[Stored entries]
· · · ·

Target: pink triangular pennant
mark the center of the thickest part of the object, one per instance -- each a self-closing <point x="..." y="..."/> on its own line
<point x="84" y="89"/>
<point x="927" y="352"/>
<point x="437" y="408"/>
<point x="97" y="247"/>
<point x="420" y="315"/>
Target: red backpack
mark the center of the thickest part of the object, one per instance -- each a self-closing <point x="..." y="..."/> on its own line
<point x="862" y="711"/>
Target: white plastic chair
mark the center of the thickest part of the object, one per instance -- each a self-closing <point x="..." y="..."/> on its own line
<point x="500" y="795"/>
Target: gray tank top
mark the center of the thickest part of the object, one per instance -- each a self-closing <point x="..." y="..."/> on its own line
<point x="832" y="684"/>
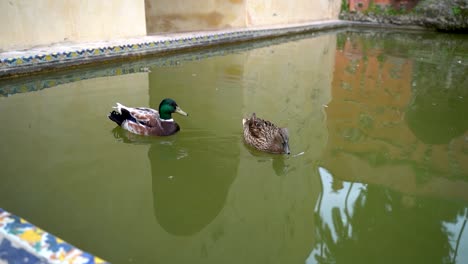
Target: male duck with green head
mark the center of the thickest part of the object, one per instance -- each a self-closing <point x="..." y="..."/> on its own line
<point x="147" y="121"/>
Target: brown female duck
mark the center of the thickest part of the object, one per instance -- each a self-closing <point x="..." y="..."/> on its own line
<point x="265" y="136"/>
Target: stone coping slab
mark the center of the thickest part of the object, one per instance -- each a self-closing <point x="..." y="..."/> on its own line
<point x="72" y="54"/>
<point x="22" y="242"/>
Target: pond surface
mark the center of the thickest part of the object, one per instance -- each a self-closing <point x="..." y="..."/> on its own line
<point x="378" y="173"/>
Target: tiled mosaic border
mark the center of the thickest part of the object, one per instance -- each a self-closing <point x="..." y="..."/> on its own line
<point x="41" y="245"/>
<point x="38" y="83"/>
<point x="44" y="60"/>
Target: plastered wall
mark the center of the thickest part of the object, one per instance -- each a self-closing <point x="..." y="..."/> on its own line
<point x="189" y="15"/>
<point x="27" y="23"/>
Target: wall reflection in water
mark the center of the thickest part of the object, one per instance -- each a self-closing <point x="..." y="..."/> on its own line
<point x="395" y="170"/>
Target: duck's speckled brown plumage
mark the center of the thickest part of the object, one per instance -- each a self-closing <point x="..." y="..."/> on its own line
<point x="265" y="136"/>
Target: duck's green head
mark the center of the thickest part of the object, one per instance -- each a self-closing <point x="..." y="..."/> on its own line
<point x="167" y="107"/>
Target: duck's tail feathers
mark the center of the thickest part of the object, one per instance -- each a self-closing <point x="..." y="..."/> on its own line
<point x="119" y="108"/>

· · · ·

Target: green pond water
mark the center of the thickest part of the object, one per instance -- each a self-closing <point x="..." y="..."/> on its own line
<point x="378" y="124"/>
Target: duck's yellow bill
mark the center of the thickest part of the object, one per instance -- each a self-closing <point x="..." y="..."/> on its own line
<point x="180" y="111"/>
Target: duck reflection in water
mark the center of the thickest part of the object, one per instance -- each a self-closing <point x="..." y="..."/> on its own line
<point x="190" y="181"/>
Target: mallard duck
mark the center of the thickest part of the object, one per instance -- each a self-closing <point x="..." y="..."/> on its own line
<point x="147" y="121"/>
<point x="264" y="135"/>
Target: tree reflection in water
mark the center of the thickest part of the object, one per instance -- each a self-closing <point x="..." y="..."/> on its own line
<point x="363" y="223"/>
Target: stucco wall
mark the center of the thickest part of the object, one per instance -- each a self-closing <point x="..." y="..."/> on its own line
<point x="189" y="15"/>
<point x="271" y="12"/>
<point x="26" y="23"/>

· · · ·

**TASK DIRECTIONS**
Set the pictures aside and reproduce exactly the lines above, from the line holding "Target: red backpack" through the line holding "Target: pond surface", both included, with nothing else.

**RESULT**
Target: red backpack
mark the center of the thickest part of the object, one per instance -- each a self-closing <point x="..." y="..."/> on its own line
<point x="862" y="711"/>
Target: white plastic chair
mark the center of the thickest part of the object, one per instance -- each a self-closing <point x="..." y="..."/> on its own line
<point x="500" y="795"/>
Target: gray tank top
mark the center of the thickest part of the object, one per instance -- each a self-closing <point x="..." y="..."/> on its own line
<point x="832" y="684"/>
Target: male duck with green head
mark the center of the thickest part of the object, one per instance -- each a self-closing <point x="..." y="..."/> on its own line
<point x="147" y="121"/>
Target: brown female duck
mark the center of the thickest part of the object, one per instance -- each a self-closing <point x="..." y="..."/> on its own line
<point x="265" y="136"/>
Target: stone coping slab
mark the center of the thickest part of the object, one per instance -- each a self-closing <point x="..." y="..."/> on its own line
<point x="72" y="54"/>
<point x="22" y="242"/>
Target: pond surface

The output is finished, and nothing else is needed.